Study material Start Marker

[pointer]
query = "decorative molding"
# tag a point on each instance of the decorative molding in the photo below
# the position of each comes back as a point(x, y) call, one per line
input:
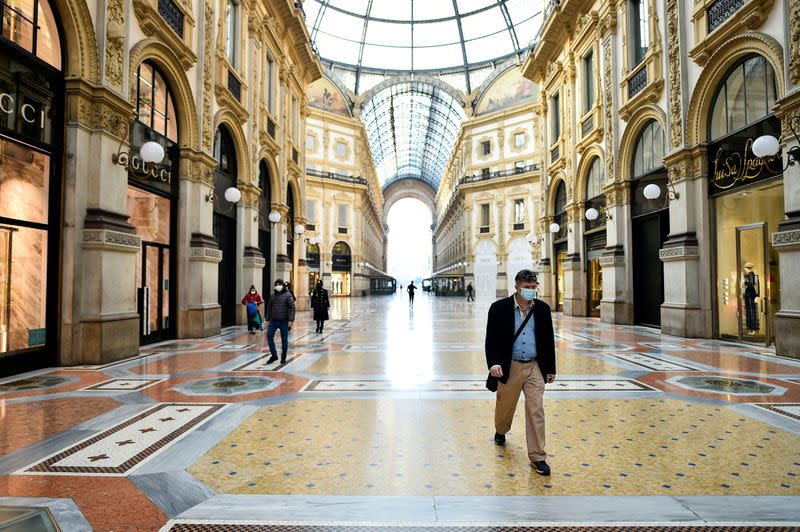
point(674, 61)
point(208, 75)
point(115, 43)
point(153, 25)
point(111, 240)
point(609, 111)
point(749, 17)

Study material End Marker
Study material Start Marker

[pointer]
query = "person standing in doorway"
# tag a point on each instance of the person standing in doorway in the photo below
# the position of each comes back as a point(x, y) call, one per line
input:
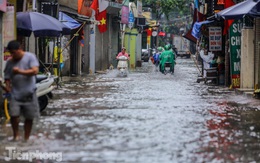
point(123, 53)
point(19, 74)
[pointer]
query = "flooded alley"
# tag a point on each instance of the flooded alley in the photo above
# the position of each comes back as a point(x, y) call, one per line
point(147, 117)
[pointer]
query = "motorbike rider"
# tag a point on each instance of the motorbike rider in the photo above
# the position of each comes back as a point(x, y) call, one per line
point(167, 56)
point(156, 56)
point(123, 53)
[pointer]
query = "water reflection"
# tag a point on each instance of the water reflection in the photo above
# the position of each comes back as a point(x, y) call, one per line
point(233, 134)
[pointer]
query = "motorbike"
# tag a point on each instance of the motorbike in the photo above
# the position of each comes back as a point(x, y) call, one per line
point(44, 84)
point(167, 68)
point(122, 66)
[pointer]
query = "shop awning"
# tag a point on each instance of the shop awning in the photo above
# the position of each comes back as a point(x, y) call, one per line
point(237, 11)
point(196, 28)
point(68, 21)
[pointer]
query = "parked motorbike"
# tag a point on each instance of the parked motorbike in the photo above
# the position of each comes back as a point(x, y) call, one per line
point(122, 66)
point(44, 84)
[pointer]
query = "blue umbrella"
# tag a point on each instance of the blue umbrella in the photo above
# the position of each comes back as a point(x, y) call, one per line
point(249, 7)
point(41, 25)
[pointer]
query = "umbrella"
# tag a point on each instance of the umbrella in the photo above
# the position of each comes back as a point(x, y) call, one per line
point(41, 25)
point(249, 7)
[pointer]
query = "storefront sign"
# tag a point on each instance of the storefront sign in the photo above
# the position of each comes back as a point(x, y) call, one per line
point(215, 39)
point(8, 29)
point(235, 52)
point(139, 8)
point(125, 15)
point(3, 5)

Study material End Marker

> Exercise objective
If a line of the data above contains "water", copy it out.

> Response box
query = "water reflection"
# tag a point on each instance of the water reflection in the photo above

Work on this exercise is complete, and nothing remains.